* [DIRECTIONS]: Reproduce, word for word, everything in the editorial on migrants and long-distance trains from "In politics, language" down to "And its safety.".

┌─ PASSAGE SHOWN

Tuesday, June 6, 2023

India: Migrants & long Distance Trains - Editorial in The Times of India, June 6, 2023

 The Times of India

Migrants’ ride: Long-distance trains like Coromandel Express are especially vital, they carry millions travelling for jobs

June 6, 2023, 8:08 AM IST
TOI Edit

Times of India’s Edit Page team comprises senior journalists with wide-ranging interests who debate and opine on the news and issues of the day.

In 2017, GoI’s annual economic survey sprung a surprise. For long, the debate on migration within the country was headlined by the puzzling phenomenon that it was rather slow-paced. The decennial census, which represents a snapshot at the end of every decade, didn’t quite capture what was happening. The economic survey used unreserved railway travel as a proxy for economic migration between 2011 and 2016 and concluded that annual average inter-state migration was close to nine million, way more than what the census had captured. Buried in that dataset was another message: trains have a bigger impact than what’s conventionally measured.

Trains are the lifeline for a bulk of India’s poorer economic migrants. Their ability to move and improve their economic prospects have a positive impact on their home states through remittances. GoI’s annual jobs data in 2020-21 (PLFS) tried to gauge the cause for migration. For men, an overwhelming 43% of migrants said it was linked to employment. While the railway data showed that traditional magnets for migrants such as NCR, Maharashtra and Gujarat continue to exert a strong pull, the emerging flows are from north and east to the south. Long distance routes such as the one served by Coromandel Express play a vital role here.

When seen in isolation, railway finances are an example of messy cross-subsidisation between different revenue sources, common to other government-controlled areas such as electricity distribution. However, this view understates the larger economic impact that railways have by providing a cost-effective mode of transport across long distances. If anything, some of these long-distance migrant routes are underserved. For example, economic historian Chinmay Tumbe estimated that Kerala, before the pandemic, had about two million migrants from UP and Bihar.

In politics, language is a combustible issue. However, when it comes to migration, the economic survey pointed out that language is not a barrier. In that sense, railways play a unifying role that is rarely acknowledged. Indian Railways has received considerable budgetary support in the last few years. This positive development needs to be backed by reorienting priorities within the railways. Enhancing service in ‘migrant corridors’, backed by a greater attention to safety will pay off in ways that cannot be captured by looking at railway finance in isolation. India’s economic performance will be influenced by the efficiency of its rail network. And its safety.

└─
┌─ MATERIAL SUPPLIED

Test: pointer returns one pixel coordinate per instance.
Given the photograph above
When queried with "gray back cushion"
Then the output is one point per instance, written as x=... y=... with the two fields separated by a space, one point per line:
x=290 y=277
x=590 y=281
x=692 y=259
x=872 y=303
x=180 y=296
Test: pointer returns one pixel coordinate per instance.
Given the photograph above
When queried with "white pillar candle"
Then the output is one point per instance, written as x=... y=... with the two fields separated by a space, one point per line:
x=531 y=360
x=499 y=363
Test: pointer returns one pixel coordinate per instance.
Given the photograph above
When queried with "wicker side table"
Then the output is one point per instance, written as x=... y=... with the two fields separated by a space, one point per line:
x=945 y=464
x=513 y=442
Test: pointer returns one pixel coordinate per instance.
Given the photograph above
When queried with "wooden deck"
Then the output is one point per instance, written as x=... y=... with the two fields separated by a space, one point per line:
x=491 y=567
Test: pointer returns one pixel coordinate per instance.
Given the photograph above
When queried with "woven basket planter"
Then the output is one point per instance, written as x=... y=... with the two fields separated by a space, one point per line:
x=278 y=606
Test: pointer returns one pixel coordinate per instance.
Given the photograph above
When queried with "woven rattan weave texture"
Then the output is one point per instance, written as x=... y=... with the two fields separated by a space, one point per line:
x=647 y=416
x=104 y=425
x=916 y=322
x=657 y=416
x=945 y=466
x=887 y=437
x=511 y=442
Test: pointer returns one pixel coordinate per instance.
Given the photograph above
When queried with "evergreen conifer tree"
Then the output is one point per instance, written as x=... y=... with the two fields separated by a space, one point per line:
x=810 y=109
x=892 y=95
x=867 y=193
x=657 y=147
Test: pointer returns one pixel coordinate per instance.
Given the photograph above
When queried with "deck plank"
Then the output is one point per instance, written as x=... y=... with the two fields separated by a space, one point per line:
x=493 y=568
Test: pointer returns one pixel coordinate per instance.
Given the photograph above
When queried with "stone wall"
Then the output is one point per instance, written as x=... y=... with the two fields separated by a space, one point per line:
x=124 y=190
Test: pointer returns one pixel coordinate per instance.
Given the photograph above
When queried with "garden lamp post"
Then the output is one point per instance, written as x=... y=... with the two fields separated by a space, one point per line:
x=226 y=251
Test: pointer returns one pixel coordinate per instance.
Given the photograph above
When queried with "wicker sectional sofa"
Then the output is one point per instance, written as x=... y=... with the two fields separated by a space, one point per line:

└─

* [RESPONSE FOR THIS EXERCISE]:
In politics, language is a combustible issue. However, when it comes to migration, the economic survey pointed out that language is not a barrier. In that sense, railways play a unifying role that is rarely acknowledged. Indian Railways has received considerable budgetary support in the last few years. This positive development needs to be backed by reorienting priorities within the railways. Enhancing service in ‘migrant corridors’, backed by a greater attention to safety will pay off in ways that cannot be captured by looking at railway finance in isolation. India’s economic performance will be influenced by the efficiency of its rail network. And its safety.